-- begin --

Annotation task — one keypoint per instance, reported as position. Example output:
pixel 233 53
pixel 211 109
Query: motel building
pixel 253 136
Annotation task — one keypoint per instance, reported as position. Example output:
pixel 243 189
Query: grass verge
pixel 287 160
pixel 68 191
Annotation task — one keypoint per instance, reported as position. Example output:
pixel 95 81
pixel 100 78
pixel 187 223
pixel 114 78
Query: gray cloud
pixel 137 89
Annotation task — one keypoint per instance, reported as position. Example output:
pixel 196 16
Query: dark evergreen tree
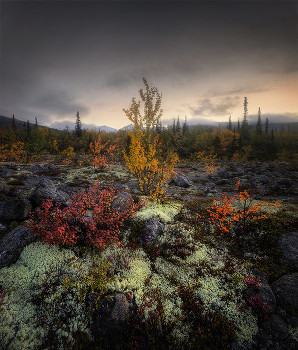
pixel 244 131
pixel 229 126
pixel 259 123
pixel 178 126
pixel 174 125
pixel 13 123
pixel 185 128
pixel 78 126
pixel 158 127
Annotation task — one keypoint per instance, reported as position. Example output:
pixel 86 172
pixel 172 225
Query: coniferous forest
pixel 178 237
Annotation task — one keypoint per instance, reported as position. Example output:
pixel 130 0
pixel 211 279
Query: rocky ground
pixel 272 257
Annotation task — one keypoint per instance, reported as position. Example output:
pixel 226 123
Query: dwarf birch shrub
pixel 144 159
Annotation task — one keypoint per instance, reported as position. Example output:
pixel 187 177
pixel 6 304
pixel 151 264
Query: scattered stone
pixel 46 189
pixel 180 180
pixel 13 243
pixel 276 327
pixel 285 291
pixel 4 188
pixel 122 202
pixel 5 172
pixel 264 179
pixel 152 230
pixel 110 313
pixel 15 209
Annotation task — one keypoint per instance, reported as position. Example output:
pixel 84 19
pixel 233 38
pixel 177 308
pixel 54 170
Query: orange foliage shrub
pixel 236 211
pixel 68 155
pixel 209 161
pixel 15 153
pixel 89 218
pixel 152 173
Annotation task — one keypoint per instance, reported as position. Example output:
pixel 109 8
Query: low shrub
pixel 89 217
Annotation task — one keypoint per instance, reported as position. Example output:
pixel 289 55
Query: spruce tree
pixel 185 128
pixel 244 132
pixel 174 125
pixel 78 126
pixel 229 126
pixel 267 126
pixel 178 126
pixel 13 123
pixel 259 123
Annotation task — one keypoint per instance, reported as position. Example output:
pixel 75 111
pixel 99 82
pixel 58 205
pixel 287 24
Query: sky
pixel 58 57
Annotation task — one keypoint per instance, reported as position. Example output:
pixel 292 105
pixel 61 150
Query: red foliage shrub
pixel 89 216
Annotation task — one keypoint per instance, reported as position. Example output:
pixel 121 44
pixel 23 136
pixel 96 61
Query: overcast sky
pixel 58 57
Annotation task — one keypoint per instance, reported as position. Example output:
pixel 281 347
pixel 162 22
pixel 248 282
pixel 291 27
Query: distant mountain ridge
pixel 7 122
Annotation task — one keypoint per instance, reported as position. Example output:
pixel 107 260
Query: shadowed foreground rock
pixel 13 243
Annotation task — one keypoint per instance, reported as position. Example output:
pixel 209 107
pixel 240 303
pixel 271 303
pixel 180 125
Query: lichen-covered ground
pixel 187 288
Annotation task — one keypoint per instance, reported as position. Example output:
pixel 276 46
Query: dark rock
pixel 222 173
pixel 15 210
pixel 241 346
pixel 276 327
pixel 111 313
pixel 153 228
pixel 13 243
pixel 37 168
pixel 4 188
pixel 3 228
pixel 288 245
pixel 122 202
pixel 264 179
pixel 265 293
pixel 222 182
pixel 285 291
pixel 5 172
pixel 180 180
pixel 282 182
pixel 46 189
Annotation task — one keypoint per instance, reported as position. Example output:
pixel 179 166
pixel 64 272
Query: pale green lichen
pixel 165 212
pixel 20 328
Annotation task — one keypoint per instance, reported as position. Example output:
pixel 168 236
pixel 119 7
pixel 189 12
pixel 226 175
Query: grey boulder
pixel 15 209
pixel 13 243
pixel 45 190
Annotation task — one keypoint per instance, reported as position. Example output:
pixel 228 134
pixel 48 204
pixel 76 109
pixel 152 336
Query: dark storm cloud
pixel 71 125
pixel 241 89
pixel 59 103
pixel 207 107
pixel 95 45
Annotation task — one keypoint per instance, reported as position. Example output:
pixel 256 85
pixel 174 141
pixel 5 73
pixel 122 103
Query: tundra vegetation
pixel 192 286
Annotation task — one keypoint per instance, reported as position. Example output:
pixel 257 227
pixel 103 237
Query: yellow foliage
pixel 152 173
pixel 209 161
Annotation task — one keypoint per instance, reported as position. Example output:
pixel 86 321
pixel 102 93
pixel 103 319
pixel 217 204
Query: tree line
pixel 236 141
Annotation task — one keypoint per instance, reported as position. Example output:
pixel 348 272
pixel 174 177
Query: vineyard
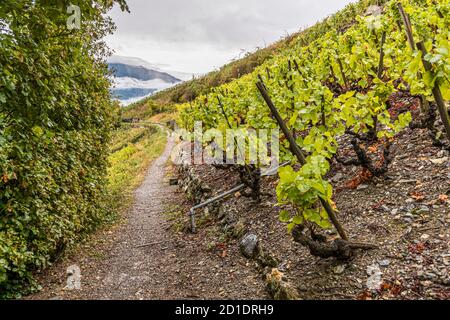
pixel 338 88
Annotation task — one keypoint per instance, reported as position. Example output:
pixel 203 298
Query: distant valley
pixel 135 78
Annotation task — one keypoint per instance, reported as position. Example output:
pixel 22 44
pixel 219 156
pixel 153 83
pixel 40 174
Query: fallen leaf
pixel 417 196
pixel 443 198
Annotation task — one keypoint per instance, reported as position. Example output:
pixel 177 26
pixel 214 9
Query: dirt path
pixel 144 259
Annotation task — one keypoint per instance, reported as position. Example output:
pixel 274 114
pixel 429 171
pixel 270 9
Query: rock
pixel 362 187
pixel 339 269
pixel 249 246
pixel 239 229
pixel 279 288
pixel 424 236
pixel 374 10
pixel 384 263
pixel 446 259
pixel 337 177
pixel 440 161
pixel 409 218
pixel 443 153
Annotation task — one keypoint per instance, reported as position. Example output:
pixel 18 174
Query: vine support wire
pixel 225 194
pixel 299 155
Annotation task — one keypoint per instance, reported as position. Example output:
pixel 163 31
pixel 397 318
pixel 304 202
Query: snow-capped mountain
pixel 135 78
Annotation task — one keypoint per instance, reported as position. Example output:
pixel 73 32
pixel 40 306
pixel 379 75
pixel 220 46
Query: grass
pixel 133 149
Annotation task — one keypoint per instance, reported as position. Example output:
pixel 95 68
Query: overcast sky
pixel 200 35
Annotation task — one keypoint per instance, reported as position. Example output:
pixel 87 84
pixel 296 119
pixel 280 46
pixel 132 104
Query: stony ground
pixel 406 213
pixel 143 258
pixel 152 254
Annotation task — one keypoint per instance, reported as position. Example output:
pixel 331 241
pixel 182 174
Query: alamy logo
pixel 74 20
pixel 231 146
pixel 73 278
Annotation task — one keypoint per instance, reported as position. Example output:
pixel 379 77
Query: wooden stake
pixel 424 106
pixel 299 155
pixel 437 94
pixel 381 63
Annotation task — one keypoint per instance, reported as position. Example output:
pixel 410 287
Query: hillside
pixel 189 90
pixel 338 188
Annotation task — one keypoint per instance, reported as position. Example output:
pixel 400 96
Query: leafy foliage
pixel 55 121
pixel 329 83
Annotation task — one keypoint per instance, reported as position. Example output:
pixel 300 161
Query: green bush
pixel 56 116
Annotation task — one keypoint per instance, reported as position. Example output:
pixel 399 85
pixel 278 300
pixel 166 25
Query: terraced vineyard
pixel 344 83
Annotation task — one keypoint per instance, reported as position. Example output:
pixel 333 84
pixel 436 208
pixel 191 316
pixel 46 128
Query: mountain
pixel 135 78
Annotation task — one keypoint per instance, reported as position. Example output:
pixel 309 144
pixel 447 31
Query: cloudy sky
pixel 198 36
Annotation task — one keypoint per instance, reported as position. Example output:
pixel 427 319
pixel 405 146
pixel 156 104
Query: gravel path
pixel 145 259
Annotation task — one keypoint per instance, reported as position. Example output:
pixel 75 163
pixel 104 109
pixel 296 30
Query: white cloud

-- end --

(TASK DESCRIPTION)
Copy out the lines again, without any changes, from the first line of the records through the line containing "pixel 68 191".

(RESPONSE)
Annotation task — one keypoint per instance, reported as position. Example output:
pixel 233 53
pixel 211 109
Query: motel building
pixel 253 136
Annotation task — one keypoint per instance, reported as position. Example output:
pixel 243 189
Query: grass verge
pixel 287 160
pixel 68 191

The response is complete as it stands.